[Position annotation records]
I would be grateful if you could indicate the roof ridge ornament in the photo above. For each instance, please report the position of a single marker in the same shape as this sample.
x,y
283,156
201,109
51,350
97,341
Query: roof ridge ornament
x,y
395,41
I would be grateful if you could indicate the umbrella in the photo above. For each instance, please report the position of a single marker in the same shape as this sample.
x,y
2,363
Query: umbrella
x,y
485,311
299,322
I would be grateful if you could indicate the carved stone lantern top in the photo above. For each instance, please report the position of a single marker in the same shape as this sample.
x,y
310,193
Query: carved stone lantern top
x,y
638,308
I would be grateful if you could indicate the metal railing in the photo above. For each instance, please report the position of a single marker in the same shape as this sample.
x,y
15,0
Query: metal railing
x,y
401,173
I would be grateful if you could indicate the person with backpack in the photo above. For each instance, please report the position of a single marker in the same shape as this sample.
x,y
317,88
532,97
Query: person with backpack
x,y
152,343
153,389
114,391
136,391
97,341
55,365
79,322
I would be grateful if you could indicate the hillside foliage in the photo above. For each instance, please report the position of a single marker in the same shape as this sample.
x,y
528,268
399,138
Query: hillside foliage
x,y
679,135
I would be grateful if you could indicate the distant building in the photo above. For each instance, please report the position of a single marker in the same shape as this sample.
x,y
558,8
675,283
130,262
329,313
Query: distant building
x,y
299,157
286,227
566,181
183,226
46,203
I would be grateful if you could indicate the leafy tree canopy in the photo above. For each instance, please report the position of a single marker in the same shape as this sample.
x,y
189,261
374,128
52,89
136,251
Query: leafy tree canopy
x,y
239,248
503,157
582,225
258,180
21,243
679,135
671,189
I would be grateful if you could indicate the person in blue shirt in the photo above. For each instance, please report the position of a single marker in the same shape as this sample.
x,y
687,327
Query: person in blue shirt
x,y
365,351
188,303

--

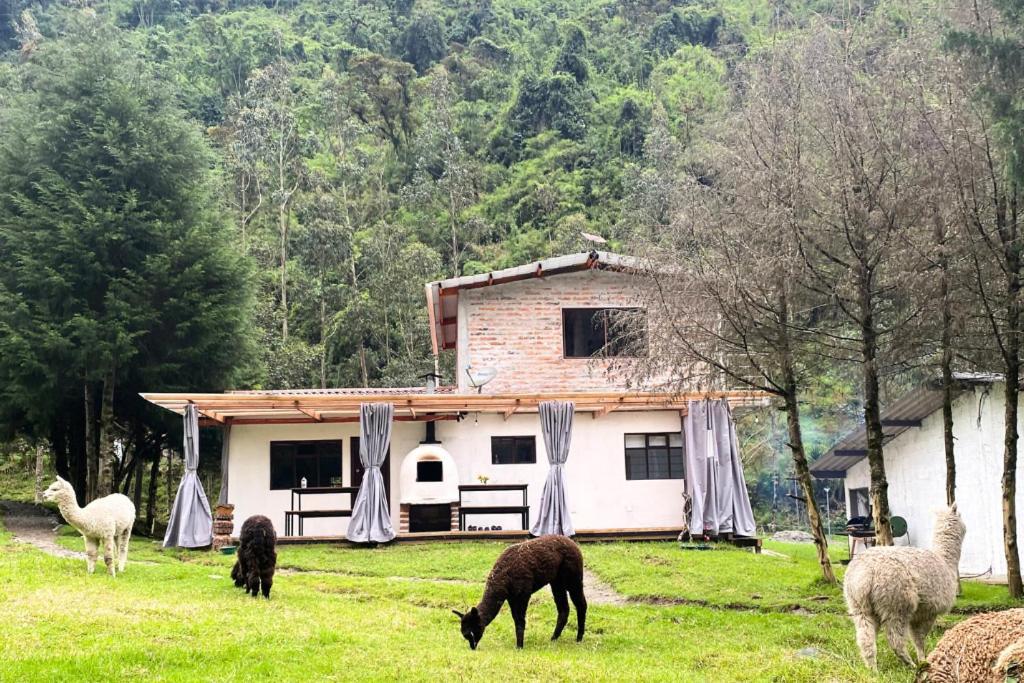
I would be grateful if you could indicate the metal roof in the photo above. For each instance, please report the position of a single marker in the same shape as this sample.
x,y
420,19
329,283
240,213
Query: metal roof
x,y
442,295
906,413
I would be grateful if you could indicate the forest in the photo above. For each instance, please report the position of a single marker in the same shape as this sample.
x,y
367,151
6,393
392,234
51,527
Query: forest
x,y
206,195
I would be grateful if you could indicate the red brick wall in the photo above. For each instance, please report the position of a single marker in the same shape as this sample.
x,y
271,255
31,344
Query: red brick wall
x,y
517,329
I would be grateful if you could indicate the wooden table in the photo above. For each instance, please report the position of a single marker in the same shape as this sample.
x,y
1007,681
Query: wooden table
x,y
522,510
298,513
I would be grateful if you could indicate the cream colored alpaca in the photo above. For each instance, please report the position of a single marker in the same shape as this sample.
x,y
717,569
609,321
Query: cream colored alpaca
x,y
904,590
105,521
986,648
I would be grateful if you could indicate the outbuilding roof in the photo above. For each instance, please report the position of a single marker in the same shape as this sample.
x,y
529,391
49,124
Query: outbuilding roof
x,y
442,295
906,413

...

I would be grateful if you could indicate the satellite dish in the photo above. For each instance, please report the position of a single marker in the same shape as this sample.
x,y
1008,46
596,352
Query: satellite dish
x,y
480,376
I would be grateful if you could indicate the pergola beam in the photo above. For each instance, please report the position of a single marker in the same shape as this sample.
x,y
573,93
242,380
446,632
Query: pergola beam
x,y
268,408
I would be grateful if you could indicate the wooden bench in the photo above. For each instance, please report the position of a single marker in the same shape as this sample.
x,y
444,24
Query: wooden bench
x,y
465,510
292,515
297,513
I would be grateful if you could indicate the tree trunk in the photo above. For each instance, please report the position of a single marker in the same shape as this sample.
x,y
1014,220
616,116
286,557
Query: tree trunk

What to work on —
Collect every line in the entries above that contains the string "with", and list those lines in their original order.

Complete output —
I would be grateful if you could indicate the person with backpack in the photo above. For each instance, please report the position of a single marker in the same shape as this sample.
Query: person with backpack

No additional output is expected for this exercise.